::: EXTRACTED ENTRIES :::
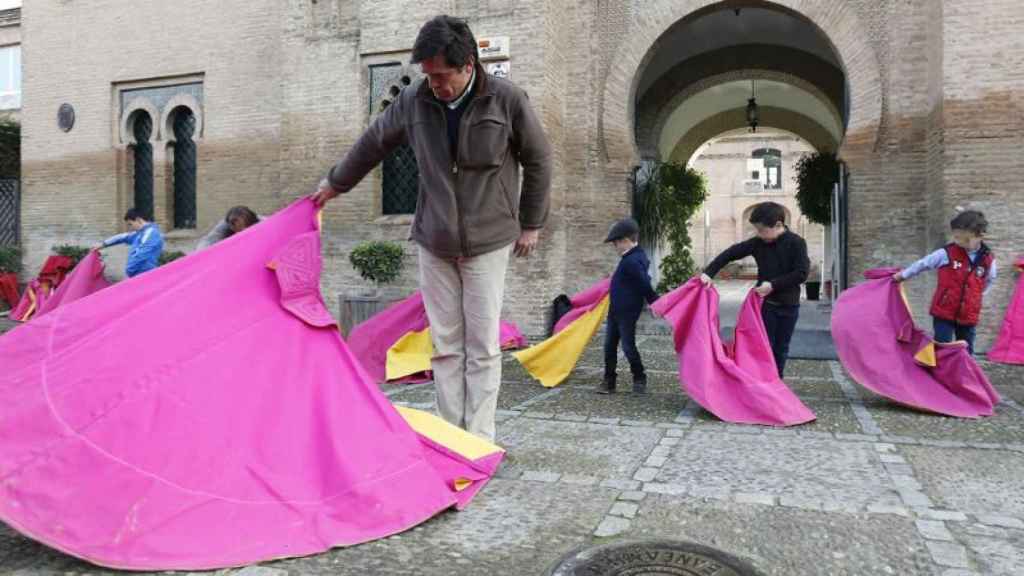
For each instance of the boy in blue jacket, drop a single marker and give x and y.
(145, 243)
(630, 289)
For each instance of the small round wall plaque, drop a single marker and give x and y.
(66, 117)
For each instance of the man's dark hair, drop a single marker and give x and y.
(768, 214)
(134, 213)
(971, 220)
(445, 35)
(243, 212)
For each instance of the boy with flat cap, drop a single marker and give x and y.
(630, 289)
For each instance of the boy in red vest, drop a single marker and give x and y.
(967, 272)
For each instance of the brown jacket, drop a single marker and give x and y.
(469, 205)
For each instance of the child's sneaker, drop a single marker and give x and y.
(606, 386)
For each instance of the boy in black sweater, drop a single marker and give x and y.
(630, 289)
(782, 266)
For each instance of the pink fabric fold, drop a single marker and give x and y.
(372, 338)
(583, 302)
(510, 336)
(85, 279)
(884, 352)
(736, 381)
(40, 289)
(206, 415)
(1009, 346)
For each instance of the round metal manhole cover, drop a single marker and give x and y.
(651, 558)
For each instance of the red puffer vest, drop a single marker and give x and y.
(957, 297)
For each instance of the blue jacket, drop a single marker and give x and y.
(631, 284)
(146, 244)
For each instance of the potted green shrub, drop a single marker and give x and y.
(10, 265)
(816, 176)
(379, 261)
(170, 256)
(813, 284)
(73, 251)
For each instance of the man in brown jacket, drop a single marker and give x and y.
(470, 134)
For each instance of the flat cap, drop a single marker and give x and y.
(623, 229)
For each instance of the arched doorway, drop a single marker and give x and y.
(686, 71)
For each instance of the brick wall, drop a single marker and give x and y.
(934, 118)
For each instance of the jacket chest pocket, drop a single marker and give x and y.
(485, 141)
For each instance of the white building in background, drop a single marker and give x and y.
(744, 169)
(10, 56)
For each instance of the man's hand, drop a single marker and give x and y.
(324, 193)
(526, 242)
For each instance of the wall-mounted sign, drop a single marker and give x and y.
(494, 48)
(66, 117)
(499, 69)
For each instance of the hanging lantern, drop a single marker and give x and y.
(752, 111)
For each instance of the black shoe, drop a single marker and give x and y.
(606, 386)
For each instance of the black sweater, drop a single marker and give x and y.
(782, 262)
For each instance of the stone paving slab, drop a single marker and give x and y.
(815, 386)
(790, 542)
(623, 404)
(1007, 425)
(577, 448)
(817, 472)
(833, 416)
(512, 527)
(996, 550)
(971, 481)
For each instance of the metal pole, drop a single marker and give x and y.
(707, 234)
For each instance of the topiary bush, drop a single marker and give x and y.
(816, 174)
(378, 261)
(10, 259)
(170, 256)
(73, 251)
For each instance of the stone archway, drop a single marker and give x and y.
(832, 17)
(780, 119)
(814, 131)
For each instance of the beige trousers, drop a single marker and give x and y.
(463, 298)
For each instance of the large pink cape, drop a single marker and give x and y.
(1009, 346)
(736, 381)
(208, 414)
(85, 279)
(884, 352)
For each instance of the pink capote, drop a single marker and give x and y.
(42, 287)
(583, 302)
(85, 279)
(371, 339)
(1009, 346)
(884, 352)
(208, 414)
(736, 381)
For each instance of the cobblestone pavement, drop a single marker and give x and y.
(869, 488)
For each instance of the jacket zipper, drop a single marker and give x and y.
(967, 278)
(455, 176)
(463, 238)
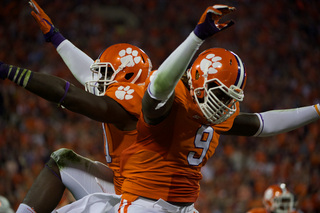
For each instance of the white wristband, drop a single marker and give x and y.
(280, 121)
(77, 61)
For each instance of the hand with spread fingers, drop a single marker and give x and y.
(44, 22)
(209, 25)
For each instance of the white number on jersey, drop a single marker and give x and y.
(202, 141)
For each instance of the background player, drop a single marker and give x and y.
(193, 119)
(123, 64)
(277, 199)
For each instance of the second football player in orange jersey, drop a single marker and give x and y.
(180, 124)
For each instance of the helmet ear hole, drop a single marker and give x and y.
(128, 75)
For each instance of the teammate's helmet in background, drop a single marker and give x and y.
(119, 63)
(217, 79)
(277, 199)
(5, 206)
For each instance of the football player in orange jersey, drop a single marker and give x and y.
(277, 199)
(125, 68)
(180, 124)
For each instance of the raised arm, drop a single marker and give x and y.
(158, 99)
(57, 90)
(77, 61)
(273, 122)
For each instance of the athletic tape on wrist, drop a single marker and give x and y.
(65, 93)
(19, 75)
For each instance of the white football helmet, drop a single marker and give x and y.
(217, 79)
(119, 63)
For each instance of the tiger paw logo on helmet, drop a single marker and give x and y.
(124, 93)
(130, 57)
(211, 62)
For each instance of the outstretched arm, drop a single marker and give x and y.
(273, 122)
(77, 61)
(57, 90)
(155, 102)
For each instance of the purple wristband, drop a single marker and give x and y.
(56, 39)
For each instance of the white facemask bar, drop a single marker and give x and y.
(214, 109)
(98, 85)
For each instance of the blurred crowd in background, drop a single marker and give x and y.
(279, 42)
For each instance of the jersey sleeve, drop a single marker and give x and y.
(77, 61)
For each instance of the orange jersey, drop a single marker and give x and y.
(129, 96)
(166, 160)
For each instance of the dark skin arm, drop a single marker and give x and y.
(152, 115)
(99, 108)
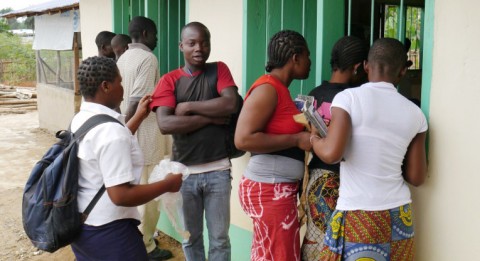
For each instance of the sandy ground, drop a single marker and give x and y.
(22, 144)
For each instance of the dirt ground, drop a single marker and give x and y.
(22, 144)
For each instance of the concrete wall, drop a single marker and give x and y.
(447, 213)
(56, 106)
(95, 16)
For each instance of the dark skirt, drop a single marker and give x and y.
(117, 240)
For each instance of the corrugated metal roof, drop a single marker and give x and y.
(45, 8)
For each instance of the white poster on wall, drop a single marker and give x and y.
(55, 32)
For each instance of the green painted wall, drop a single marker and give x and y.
(168, 15)
(240, 239)
(262, 20)
(330, 28)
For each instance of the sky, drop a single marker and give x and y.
(19, 4)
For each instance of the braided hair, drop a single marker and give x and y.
(347, 52)
(389, 55)
(103, 38)
(93, 71)
(282, 46)
(138, 24)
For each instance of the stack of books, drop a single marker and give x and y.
(306, 104)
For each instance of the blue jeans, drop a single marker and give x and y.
(207, 192)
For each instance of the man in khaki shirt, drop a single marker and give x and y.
(138, 67)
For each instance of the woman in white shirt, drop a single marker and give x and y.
(378, 136)
(109, 154)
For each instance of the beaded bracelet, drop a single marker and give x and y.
(311, 138)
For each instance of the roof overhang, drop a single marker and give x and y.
(52, 7)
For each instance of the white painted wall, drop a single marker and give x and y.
(224, 19)
(56, 106)
(96, 16)
(447, 209)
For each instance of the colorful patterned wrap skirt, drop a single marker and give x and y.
(370, 235)
(321, 199)
(273, 209)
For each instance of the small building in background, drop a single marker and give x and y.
(57, 46)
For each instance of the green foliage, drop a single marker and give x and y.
(17, 60)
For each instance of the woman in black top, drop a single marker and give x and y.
(347, 58)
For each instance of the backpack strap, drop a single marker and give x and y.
(211, 72)
(93, 122)
(87, 126)
(92, 204)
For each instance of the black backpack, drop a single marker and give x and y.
(49, 208)
(211, 75)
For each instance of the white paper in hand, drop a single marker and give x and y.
(171, 202)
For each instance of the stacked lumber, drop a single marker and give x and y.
(17, 99)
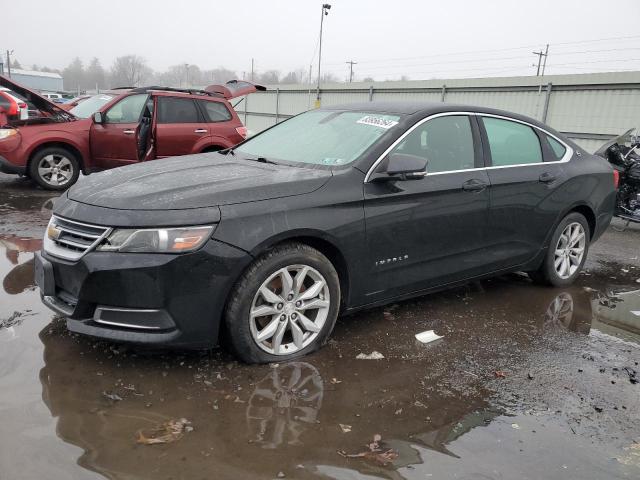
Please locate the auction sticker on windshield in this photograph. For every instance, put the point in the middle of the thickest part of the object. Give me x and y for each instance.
(377, 121)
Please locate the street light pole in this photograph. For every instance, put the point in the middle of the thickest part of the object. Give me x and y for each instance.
(9, 53)
(325, 11)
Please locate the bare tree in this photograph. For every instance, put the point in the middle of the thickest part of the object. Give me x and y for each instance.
(129, 71)
(270, 77)
(300, 76)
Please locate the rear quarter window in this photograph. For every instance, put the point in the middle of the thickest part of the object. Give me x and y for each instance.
(177, 110)
(556, 149)
(215, 111)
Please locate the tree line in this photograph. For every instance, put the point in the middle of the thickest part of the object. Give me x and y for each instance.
(133, 71)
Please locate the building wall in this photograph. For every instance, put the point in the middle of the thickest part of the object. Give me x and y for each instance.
(589, 108)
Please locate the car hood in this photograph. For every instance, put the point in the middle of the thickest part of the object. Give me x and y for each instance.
(194, 181)
(39, 102)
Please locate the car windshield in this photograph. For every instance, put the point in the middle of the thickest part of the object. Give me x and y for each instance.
(91, 105)
(320, 137)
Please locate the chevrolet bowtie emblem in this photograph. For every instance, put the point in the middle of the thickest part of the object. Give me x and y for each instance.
(53, 233)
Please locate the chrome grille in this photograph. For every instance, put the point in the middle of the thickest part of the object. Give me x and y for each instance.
(70, 240)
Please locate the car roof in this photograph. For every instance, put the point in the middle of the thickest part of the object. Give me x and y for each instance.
(429, 108)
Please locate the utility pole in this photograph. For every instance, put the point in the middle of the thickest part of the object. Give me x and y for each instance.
(546, 54)
(9, 62)
(541, 54)
(325, 11)
(351, 63)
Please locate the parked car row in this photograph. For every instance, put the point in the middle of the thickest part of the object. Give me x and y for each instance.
(117, 128)
(16, 108)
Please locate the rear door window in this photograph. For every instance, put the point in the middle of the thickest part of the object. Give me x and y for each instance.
(446, 142)
(215, 111)
(511, 143)
(177, 110)
(127, 110)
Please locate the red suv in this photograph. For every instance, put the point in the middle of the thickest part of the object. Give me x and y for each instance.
(113, 129)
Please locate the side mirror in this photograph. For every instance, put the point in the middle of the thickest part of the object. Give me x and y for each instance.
(401, 166)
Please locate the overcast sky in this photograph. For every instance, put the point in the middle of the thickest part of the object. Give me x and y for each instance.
(417, 38)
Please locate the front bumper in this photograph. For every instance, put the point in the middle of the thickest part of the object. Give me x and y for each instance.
(7, 167)
(156, 299)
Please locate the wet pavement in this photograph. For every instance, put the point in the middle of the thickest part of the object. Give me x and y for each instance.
(528, 383)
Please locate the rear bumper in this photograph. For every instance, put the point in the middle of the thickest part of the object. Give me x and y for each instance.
(7, 167)
(151, 299)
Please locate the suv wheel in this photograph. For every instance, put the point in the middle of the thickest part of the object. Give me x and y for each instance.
(54, 168)
(566, 254)
(284, 306)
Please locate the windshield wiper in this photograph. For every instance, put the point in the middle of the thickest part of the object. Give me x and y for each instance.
(262, 160)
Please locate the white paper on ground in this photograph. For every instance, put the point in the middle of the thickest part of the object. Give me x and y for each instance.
(427, 336)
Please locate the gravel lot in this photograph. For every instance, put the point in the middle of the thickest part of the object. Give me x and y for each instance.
(527, 383)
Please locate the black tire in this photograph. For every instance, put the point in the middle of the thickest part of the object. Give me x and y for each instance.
(47, 157)
(239, 336)
(547, 274)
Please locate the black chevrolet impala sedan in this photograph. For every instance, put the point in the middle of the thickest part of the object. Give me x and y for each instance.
(262, 246)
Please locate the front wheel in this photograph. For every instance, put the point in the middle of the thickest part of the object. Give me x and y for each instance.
(54, 168)
(566, 254)
(284, 306)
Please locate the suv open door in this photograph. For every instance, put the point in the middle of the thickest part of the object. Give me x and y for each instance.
(235, 88)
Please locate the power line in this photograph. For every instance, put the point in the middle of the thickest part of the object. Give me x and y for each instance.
(469, 52)
(351, 63)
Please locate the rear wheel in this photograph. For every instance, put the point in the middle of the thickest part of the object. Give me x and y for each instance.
(566, 254)
(54, 168)
(284, 306)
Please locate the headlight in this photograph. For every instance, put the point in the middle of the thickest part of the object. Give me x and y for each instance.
(156, 240)
(7, 132)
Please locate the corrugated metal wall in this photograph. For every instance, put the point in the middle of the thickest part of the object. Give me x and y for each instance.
(589, 108)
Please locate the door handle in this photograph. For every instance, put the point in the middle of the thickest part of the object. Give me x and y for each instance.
(474, 185)
(547, 177)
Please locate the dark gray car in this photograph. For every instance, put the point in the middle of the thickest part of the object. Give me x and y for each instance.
(334, 210)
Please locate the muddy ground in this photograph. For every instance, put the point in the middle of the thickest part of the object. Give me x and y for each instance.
(527, 383)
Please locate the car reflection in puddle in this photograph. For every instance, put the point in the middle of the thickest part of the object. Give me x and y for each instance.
(284, 403)
(256, 421)
(16, 248)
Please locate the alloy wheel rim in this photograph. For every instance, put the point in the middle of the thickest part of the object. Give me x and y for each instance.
(569, 250)
(55, 169)
(289, 309)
:::
Quote exactly what appears from the line containing "Please locate the corrugated" through the final line of the listing above, including both of those lines.

Please locate the corrugated metal wall in this photograph. For every instance, put the point in the middle of the thickest part of the object. Give me x and y for each instance.
(589, 108)
Please locate the door handle in this photograph. For every instance, put the point in the middle of the thickest part of the object. Give me x and y for each instance.
(474, 185)
(547, 177)
Please locate the dark gray car in this photograph. For every instance, put the point in the middle of the thickest part of the object. Give me x and y for each instance.
(334, 210)
Please locate the muddy ground in this photograph. For every instance, put the point in the middle of the thickest part of the object. Give me x and y for each instance.
(527, 383)
Please locate the car reflection in puddle in this photograph. For every instance, put the point in the middle of the thickest part of the object. Give me x and y for each instance.
(284, 403)
(256, 421)
(16, 248)
Please locate the alloy wheel rim in this photograph. For every instance, put the point in the middle of the thickest part of the object. Give me x and y for each instance.
(569, 250)
(55, 169)
(289, 309)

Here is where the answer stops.